Rewrite the rows from the line with "Task: locate the jersey" to the line with "137), (210, 149)]", replacing "jersey sponsor logo" with "shirt sponsor logo" and leaving everything else unchanged.

[Records]
'''

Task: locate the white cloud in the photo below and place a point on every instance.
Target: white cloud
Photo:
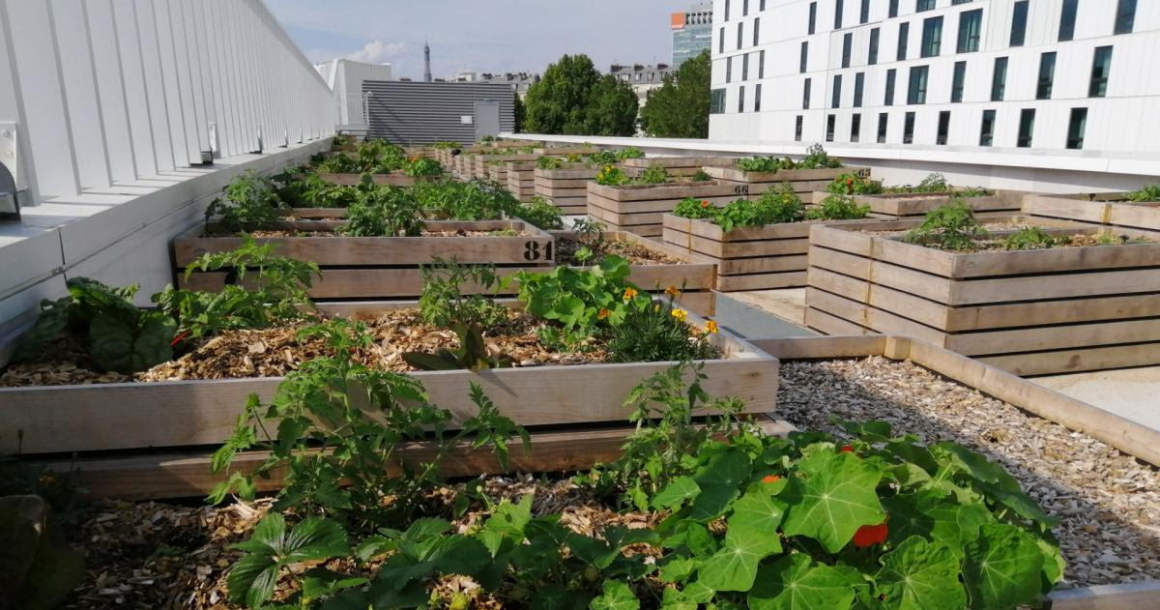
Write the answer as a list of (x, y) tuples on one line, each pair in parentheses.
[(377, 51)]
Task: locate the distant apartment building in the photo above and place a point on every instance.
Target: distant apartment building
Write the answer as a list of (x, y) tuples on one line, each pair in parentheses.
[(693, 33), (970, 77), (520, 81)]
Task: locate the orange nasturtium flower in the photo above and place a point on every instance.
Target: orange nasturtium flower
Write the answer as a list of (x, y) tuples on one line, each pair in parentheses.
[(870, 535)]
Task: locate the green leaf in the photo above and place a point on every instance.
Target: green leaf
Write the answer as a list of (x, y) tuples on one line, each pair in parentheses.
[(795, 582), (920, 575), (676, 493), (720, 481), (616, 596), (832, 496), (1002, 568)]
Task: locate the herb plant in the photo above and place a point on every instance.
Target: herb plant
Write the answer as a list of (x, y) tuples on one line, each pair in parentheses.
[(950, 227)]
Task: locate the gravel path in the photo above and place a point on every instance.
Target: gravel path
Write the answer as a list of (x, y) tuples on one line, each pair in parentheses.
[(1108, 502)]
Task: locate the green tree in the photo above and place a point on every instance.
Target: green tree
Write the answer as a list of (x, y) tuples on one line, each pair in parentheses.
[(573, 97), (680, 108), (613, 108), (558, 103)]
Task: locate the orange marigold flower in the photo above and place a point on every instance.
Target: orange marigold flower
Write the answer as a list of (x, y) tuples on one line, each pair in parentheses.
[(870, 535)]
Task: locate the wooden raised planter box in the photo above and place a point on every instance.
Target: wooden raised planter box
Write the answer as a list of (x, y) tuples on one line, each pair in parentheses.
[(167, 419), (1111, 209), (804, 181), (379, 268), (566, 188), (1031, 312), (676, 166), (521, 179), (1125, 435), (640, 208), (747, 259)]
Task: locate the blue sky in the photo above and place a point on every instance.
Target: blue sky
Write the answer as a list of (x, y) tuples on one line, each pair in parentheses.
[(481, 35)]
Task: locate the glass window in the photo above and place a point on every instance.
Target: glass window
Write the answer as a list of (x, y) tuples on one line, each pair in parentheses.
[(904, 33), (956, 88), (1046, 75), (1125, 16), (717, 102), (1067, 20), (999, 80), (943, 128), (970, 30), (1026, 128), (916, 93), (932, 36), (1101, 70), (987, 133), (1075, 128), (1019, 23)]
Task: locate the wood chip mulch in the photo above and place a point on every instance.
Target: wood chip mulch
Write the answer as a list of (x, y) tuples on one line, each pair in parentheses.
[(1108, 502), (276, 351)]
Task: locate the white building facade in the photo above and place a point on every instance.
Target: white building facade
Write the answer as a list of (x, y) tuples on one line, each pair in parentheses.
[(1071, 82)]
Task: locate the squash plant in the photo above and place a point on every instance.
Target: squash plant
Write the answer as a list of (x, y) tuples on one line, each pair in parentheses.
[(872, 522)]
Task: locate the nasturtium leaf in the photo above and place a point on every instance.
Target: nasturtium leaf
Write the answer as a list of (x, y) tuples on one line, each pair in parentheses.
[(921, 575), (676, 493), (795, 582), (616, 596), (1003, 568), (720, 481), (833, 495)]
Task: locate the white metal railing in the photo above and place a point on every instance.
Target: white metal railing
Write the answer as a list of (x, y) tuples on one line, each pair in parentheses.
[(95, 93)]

'''
'''

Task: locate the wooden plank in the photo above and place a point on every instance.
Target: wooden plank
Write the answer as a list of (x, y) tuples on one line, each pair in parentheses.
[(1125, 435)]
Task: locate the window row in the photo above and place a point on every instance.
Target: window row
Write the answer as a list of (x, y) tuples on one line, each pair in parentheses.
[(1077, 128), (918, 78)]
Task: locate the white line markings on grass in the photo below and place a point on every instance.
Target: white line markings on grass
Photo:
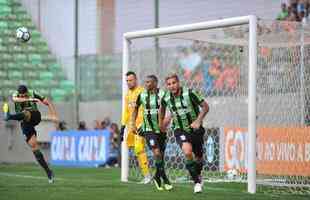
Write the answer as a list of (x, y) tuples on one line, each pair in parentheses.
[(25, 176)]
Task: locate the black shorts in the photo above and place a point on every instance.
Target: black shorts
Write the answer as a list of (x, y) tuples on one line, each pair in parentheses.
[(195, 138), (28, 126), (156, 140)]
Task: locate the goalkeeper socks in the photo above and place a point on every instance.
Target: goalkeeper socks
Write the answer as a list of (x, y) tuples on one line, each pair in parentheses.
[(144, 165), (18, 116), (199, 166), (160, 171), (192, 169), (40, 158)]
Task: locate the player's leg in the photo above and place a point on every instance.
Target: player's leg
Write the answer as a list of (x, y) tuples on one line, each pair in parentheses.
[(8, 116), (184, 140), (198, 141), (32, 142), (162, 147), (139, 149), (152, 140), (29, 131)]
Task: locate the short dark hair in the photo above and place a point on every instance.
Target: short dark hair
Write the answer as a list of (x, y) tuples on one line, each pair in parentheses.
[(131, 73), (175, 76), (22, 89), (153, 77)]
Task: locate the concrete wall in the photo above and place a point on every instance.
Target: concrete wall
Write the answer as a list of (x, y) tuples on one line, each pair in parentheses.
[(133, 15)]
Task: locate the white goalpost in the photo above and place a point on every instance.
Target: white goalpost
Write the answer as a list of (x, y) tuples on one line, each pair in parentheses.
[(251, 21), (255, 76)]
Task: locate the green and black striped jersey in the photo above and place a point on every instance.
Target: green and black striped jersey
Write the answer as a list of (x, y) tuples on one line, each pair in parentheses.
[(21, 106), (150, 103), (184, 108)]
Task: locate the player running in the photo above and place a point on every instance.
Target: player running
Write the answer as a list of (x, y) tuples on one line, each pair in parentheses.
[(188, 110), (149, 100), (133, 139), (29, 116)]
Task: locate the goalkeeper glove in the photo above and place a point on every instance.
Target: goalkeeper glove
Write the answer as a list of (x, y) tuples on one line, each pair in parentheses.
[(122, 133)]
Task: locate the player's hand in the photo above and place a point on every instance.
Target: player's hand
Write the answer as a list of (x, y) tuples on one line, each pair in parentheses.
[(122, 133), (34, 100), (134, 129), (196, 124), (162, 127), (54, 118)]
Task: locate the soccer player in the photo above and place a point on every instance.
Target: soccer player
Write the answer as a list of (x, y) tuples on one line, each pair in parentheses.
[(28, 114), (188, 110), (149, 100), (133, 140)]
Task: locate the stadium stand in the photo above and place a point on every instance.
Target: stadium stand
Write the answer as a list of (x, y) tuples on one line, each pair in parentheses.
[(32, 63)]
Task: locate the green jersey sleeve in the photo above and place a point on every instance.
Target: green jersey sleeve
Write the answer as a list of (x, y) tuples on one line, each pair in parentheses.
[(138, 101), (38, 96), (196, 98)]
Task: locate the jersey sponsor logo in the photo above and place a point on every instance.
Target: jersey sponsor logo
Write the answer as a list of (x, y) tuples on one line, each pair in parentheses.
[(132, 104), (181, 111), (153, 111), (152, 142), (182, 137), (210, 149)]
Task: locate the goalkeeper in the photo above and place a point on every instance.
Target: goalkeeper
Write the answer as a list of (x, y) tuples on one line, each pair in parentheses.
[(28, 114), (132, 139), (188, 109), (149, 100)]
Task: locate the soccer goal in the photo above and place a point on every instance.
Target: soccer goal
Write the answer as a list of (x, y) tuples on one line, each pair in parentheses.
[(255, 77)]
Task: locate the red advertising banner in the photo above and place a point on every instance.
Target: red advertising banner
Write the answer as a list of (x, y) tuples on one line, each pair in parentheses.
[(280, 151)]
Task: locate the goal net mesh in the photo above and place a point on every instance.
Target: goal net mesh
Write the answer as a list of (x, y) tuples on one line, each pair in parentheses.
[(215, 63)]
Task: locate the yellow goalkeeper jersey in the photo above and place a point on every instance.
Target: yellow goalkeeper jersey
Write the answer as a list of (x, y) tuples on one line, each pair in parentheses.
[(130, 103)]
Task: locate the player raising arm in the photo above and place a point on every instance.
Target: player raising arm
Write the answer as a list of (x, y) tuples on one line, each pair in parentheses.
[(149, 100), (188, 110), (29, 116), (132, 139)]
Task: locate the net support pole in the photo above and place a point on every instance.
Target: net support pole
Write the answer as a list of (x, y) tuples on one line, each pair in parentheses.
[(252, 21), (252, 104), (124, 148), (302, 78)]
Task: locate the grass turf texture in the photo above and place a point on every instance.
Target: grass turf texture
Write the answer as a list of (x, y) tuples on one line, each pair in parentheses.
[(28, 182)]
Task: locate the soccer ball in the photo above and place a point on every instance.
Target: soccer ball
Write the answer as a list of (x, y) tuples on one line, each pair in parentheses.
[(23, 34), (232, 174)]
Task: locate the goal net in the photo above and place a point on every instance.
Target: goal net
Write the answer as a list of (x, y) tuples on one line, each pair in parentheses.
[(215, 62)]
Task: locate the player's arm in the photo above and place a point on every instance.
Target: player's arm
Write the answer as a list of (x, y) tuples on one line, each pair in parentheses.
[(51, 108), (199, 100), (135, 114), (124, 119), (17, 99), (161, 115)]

'''
'''

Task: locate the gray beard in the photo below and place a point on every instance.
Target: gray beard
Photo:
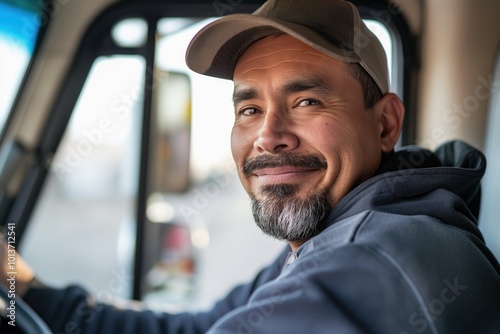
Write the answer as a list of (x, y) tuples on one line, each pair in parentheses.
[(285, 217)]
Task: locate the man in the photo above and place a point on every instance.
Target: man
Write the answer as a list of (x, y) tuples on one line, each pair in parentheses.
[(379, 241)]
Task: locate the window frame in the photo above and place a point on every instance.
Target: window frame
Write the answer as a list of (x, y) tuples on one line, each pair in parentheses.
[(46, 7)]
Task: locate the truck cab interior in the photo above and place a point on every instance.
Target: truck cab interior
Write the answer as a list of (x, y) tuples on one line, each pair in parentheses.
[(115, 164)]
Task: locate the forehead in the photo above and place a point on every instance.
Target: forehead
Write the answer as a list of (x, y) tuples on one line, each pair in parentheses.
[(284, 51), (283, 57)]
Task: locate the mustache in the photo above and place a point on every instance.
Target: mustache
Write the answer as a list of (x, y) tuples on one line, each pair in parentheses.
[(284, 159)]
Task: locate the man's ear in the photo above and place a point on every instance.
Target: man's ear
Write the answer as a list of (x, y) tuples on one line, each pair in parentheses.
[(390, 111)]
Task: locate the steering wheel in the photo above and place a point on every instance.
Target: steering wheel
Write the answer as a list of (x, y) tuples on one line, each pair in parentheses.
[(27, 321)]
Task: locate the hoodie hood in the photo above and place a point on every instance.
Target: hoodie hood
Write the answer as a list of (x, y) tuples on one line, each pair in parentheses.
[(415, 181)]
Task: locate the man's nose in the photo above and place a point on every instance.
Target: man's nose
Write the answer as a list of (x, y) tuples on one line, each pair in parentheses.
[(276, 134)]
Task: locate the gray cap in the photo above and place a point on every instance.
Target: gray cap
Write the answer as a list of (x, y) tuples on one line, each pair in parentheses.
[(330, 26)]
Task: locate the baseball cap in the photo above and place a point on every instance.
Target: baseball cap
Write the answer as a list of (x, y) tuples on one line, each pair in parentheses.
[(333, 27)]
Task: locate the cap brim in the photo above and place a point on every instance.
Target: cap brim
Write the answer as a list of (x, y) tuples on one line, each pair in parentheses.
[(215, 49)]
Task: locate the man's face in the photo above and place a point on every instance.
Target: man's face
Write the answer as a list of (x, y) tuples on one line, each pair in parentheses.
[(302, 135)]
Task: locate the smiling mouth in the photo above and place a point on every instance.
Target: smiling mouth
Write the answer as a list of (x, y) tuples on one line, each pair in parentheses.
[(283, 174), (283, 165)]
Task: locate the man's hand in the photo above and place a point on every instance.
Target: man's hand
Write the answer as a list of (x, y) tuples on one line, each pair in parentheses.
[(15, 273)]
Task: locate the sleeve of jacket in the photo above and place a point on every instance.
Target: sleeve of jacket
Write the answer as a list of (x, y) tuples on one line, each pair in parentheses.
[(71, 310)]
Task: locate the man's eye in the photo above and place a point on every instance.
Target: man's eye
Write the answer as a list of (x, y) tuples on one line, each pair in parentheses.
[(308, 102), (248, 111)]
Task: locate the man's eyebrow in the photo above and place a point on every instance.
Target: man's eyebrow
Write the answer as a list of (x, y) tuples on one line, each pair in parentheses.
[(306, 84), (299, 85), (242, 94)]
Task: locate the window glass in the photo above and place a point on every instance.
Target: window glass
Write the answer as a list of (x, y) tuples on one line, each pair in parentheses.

'''

#### Written response
Task: locate the shirt sponsor logo in the photo above and place a point on every instance.
Target: shirt sponsor logo
Write the answer as a list of (x, y) tuples on one line, each pair in parentheses.
[(132, 104), (181, 111), (153, 111), (152, 142), (182, 137), (210, 149)]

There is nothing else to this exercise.